**Exercise directions:** Update the data from its start through the line containing "<point>179,34</point>", including that line, so that "bird's wing" becomes "bird's tail" and nothing else changes.

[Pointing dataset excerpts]
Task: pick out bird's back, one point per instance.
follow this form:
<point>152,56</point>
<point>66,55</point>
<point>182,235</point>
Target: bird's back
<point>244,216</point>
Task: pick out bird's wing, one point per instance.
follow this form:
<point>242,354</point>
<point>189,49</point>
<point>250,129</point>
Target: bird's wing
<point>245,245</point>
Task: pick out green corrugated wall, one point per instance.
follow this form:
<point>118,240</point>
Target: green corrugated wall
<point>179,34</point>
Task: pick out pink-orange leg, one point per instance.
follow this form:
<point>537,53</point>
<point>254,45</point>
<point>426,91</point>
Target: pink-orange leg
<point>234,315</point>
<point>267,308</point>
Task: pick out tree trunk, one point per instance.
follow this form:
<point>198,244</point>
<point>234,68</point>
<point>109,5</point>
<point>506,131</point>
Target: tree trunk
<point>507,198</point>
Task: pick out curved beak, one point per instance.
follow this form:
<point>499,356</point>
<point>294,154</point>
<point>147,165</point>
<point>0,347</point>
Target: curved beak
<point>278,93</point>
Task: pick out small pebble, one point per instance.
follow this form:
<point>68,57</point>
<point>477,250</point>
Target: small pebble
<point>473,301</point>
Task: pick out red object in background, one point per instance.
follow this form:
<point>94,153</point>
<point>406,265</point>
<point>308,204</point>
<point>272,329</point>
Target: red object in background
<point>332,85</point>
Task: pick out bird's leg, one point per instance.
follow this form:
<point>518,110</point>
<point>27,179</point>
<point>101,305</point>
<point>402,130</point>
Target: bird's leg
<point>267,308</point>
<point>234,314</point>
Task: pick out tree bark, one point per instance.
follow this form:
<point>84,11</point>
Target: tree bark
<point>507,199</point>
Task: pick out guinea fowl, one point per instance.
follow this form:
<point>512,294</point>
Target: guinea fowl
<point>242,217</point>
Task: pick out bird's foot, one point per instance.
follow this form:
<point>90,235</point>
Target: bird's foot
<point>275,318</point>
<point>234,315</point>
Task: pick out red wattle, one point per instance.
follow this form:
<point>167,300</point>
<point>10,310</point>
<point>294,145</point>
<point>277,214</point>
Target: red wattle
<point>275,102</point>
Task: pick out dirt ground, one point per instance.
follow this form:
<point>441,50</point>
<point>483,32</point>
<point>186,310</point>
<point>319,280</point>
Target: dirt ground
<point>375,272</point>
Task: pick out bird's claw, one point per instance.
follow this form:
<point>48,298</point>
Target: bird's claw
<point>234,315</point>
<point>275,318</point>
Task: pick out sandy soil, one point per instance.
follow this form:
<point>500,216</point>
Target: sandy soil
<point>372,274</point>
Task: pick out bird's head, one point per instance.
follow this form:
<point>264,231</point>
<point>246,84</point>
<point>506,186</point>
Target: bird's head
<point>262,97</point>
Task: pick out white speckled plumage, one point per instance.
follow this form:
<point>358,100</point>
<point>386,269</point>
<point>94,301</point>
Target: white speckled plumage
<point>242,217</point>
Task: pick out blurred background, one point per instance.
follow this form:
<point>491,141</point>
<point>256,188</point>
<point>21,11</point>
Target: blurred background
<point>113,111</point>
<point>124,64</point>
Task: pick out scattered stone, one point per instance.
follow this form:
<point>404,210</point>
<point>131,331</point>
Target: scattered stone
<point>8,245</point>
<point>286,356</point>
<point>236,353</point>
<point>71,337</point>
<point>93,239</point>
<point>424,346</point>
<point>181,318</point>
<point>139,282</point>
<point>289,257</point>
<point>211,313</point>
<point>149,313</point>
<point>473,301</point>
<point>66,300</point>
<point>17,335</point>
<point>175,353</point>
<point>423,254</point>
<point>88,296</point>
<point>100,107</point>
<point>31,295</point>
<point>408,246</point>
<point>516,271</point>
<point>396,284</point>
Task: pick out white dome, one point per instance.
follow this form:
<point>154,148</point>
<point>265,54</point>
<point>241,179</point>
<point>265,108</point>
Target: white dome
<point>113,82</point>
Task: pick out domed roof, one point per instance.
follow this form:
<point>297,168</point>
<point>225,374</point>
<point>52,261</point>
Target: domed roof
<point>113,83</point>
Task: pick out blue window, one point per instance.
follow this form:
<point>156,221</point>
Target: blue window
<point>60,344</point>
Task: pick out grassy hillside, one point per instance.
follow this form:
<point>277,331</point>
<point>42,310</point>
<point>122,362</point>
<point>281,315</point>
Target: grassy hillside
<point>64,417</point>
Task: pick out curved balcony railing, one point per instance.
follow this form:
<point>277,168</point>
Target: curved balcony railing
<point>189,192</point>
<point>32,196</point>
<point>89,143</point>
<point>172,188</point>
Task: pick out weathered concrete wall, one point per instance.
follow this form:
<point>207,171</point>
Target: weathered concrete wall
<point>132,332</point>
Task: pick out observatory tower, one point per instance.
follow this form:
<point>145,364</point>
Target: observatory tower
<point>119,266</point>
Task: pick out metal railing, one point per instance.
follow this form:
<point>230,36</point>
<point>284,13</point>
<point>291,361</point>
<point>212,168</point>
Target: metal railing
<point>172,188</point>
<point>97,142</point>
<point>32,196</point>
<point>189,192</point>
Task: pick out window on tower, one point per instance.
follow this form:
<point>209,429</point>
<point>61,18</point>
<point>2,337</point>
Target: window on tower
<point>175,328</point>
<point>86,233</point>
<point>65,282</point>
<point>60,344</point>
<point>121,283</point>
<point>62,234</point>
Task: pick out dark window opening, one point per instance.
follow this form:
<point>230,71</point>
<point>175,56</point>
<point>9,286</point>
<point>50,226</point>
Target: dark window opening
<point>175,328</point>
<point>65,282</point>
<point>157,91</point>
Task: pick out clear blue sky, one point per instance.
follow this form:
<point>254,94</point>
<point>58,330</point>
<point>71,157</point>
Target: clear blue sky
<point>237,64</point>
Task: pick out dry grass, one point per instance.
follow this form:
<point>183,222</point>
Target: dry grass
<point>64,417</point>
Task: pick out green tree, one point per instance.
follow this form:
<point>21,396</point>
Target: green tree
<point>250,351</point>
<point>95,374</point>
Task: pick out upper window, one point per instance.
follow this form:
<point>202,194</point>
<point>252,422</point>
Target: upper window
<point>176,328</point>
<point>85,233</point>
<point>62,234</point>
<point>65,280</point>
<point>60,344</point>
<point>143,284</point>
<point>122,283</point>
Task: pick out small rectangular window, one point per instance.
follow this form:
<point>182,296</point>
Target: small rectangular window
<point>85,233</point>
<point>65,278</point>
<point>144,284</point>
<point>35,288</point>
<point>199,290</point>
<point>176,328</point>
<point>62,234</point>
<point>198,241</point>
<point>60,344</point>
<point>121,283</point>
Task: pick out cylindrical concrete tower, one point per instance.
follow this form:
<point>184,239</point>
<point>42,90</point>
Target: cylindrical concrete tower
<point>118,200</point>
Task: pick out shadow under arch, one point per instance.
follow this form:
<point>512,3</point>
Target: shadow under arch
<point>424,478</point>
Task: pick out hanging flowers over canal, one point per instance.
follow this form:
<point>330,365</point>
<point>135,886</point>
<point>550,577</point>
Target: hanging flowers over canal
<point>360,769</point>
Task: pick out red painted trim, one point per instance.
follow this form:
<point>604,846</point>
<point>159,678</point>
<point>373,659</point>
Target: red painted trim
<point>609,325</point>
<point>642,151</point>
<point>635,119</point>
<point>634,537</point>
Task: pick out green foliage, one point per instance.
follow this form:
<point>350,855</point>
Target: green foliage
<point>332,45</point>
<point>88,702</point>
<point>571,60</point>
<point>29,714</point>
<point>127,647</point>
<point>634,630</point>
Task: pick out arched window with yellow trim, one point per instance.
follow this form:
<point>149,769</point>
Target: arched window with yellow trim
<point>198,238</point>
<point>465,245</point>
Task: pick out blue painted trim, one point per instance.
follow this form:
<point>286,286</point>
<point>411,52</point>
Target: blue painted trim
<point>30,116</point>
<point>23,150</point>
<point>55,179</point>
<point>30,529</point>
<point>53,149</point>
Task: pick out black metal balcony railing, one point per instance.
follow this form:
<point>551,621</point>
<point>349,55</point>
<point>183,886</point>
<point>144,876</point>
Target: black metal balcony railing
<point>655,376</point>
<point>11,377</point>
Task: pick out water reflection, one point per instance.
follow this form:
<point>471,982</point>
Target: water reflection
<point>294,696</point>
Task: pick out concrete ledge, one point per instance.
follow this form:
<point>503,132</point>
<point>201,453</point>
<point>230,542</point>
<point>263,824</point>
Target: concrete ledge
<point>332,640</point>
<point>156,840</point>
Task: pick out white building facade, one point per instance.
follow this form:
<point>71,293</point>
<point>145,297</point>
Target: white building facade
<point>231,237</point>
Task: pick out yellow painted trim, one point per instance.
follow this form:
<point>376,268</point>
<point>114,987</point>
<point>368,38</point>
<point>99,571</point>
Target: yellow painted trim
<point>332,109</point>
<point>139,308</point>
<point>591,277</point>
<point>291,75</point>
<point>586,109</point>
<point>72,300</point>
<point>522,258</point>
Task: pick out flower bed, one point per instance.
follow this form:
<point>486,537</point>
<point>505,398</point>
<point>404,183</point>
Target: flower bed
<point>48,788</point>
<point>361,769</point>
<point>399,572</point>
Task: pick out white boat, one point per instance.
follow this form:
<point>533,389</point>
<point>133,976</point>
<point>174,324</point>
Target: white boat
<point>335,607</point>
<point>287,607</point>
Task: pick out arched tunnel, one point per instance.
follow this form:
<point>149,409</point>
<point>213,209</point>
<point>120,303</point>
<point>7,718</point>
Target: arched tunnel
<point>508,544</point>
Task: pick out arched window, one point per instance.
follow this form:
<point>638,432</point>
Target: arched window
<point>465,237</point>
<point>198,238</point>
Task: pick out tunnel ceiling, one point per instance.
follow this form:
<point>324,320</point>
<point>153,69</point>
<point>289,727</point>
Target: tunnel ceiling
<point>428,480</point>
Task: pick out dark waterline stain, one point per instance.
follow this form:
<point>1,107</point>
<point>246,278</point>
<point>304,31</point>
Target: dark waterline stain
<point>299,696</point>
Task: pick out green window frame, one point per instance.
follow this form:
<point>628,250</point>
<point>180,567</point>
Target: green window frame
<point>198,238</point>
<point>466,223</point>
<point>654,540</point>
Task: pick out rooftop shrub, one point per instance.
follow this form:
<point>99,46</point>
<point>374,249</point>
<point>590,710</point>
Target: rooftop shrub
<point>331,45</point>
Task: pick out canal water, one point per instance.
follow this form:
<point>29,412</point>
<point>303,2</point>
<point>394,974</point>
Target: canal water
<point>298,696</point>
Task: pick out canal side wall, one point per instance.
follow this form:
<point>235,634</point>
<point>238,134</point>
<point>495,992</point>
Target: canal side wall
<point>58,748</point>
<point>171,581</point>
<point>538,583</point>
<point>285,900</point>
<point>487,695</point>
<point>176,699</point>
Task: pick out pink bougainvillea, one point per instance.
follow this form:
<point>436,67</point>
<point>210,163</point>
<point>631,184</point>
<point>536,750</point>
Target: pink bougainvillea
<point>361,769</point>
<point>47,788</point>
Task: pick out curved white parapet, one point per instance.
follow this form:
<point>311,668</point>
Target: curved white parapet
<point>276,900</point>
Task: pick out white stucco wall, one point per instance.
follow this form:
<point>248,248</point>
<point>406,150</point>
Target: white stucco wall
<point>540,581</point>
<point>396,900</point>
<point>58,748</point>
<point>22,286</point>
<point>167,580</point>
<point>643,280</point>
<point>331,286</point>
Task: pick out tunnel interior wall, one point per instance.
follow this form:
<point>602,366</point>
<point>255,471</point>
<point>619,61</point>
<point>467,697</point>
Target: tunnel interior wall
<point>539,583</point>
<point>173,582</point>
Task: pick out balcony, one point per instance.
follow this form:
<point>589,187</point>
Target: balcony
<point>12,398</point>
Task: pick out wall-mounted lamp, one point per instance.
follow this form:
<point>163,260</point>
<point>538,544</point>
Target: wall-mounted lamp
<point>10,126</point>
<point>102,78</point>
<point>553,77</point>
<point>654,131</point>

**Result for this task:**
Task: pick out bird's back, one point per instance.
follow this form:
<point>152,56</point>
<point>66,55</point>
<point>182,235</point>
Target: bird's back
<point>244,216</point>
Task: pick out bird's tail, one point per instance.
follow this form:
<point>242,354</point>
<point>189,49</point>
<point>250,129</point>
Target: bird's tail
<point>245,245</point>
Task: pick out green corrugated wall, one point per instance.
follow this form:
<point>118,240</point>
Target: green corrugated wall
<point>179,34</point>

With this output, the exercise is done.